_Exercise objective_. Lay out the material as a JSON list of strings, one string per line, starting with the first line and going on through the line with "The layout is", both ends included. Leave out blank lines and the pictures.

_Given data_.

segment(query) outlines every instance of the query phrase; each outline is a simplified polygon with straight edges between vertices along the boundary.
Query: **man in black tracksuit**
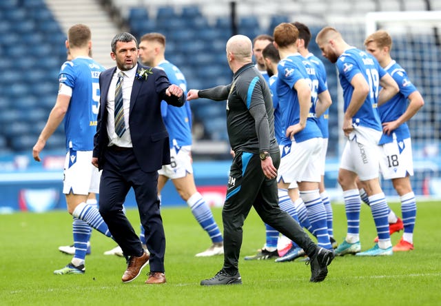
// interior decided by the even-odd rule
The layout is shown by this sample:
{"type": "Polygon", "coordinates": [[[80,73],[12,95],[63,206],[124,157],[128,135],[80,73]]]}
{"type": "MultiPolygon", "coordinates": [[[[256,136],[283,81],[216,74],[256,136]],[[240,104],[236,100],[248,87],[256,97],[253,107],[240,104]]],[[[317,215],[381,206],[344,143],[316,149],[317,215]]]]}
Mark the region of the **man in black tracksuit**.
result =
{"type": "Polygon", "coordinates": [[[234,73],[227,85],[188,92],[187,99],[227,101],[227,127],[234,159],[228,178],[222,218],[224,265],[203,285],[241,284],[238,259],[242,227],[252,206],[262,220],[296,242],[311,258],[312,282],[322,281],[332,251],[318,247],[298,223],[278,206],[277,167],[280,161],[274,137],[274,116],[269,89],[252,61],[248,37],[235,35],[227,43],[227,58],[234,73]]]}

_Written solution_.
[
  "segment(query) outlines every instance of the query phrase; each outline is a simplified polygon with straight edges between vertices along the boundary.",
  "Query: **man in black tracksuit**",
  "// interior decided by the even-odd rule",
  "The layout is shown by this sample:"
]